DATASET RECORDS:
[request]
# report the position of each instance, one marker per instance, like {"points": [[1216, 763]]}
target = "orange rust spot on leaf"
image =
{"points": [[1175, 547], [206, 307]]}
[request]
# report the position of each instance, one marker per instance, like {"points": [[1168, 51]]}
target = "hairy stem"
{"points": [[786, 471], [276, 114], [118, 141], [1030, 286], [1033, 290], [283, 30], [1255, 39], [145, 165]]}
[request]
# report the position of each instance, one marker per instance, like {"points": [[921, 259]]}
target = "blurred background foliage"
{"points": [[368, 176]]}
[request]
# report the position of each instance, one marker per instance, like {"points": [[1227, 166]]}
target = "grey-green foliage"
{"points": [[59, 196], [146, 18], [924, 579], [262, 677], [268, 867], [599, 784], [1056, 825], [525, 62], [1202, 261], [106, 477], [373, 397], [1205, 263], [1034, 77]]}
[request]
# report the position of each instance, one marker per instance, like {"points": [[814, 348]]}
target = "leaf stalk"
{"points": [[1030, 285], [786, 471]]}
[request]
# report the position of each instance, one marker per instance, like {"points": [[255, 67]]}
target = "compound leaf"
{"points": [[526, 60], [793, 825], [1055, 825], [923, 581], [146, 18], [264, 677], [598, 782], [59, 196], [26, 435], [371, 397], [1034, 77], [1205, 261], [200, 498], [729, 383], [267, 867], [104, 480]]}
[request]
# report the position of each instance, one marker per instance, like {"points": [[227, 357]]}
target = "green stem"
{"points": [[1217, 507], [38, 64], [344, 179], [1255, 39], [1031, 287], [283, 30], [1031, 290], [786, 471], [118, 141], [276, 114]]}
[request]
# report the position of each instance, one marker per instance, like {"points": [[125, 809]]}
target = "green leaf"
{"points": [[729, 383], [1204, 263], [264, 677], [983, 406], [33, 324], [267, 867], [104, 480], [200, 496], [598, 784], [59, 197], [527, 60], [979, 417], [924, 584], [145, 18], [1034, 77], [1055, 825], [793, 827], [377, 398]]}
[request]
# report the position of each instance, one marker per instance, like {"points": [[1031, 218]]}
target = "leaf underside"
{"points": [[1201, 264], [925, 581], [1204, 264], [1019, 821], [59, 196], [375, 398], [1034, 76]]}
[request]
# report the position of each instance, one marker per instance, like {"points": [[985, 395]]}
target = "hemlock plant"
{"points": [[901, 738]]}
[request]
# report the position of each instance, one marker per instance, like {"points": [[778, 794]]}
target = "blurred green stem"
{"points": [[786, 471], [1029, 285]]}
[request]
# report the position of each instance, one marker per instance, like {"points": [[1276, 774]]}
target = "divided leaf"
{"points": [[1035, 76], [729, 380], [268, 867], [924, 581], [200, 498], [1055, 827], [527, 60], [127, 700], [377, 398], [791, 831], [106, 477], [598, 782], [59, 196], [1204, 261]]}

EXERCISE:
Transcribe the material above in its entirety, precisely as written.

TASK RESPONSE:
[request]
# report the position of each instance, one marker per instance, like {"points": [[1216, 763]]}
target = "orange rust spot on leaf"
image =
{"points": [[1175, 547], [206, 307]]}
[request]
# report the position of each instance, one marker per instance, like {"points": [[1168, 51]]}
target = "hairy stem"
{"points": [[786, 471], [276, 114], [118, 141], [1030, 286], [1033, 290], [283, 30], [1255, 39], [145, 165]]}
[request]
# report the position of each instance, one marker per instance, like {"points": [[921, 259]]}
target = "blurred background foliage"
{"points": [[368, 176]]}
[request]
# report the position of each instance, one marker per instance, like {"points": [[1227, 166]]}
target = "grey-green foliage"
{"points": [[59, 196], [146, 18], [924, 579], [262, 677], [268, 867], [599, 784], [1056, 825], [525, 62], [1202, 261], [106, 477], [373, 397], [1205, 263], [1034, 77]]}
[request]
# report the position of each instance, one marker per instance, like {"points": [[814, 348]]}
target = "leaf stalk"
{"points": [[1030, 285], [786, 471]]}
[request]
# report the position of each instance, one marker per instance, like {"points": [[255, 67]]}
target = "compound leaf"
{"points": [[526, 60], [793, 825], [1055, 825], [923, 581], [146, 18], [264, 677], [598, 782], [59, 196], [26, 435], [371, 397], [1034, 77], [1205, 261], [200, 498], [729, 383], [267, 867], [104, 480]]}
[request]
# report the position of each instance, one marker per instance, like {"points": [[227, 357]]}
target = "green stem"
{"points": [[1217, 507], [38, 64], [344, 179], [1255, 39], [1031, 287], [283, 30], [1031, 290], [786, 471], [118, 141], [276, 114]]}
[request]
# report the position of each instance, one marker per instance, like {"points": [[125, 809]]}
target = "green leaf"
{"points": [[729, 383], [1204, 263], [264, 677], [983, 406], [33, 324], [267, 867], [104, 480], [200, 496], [598, 784], [59, 197], [527, 60], [979, 417], [924, 584], [145, 18], [1034, 77], [1055, 825], [793, 827], [377, 398]]}
[request]
# report the position of each instance, one marker per instance, like {"points": [[1031, 218]]}
target = "leaf underside"
{"points": [[1201, 264], [925, 581], [1204, 264], [1019, 821], [59, 196], [375, 398], [1034, 76]]}
[request]
# report the position of each instance, one marker per instance, like {"points": [[985, 395]]}
target = "hemlock plant"
{"points": [[901, 738]]}
[request]
# report the position of each instance, one marker per instance, like {"points": [[778, 794]]}
target = "blurred green stem"
{"points": [[786, 471], [1029, 285]]}
[request]
# report the position of each instance, one marker per instance, like {"points": [[1276, 774]]}
target = "divided leaf"
{"points": [[1035, 76], [729, 380], [268, 867], [924, 581], [200, 498], [1055, 827], [527, 60], [127, 700], [377, 398], [791, 831], [106, 477], [598, 782], [59, 196], [1204, 261]]}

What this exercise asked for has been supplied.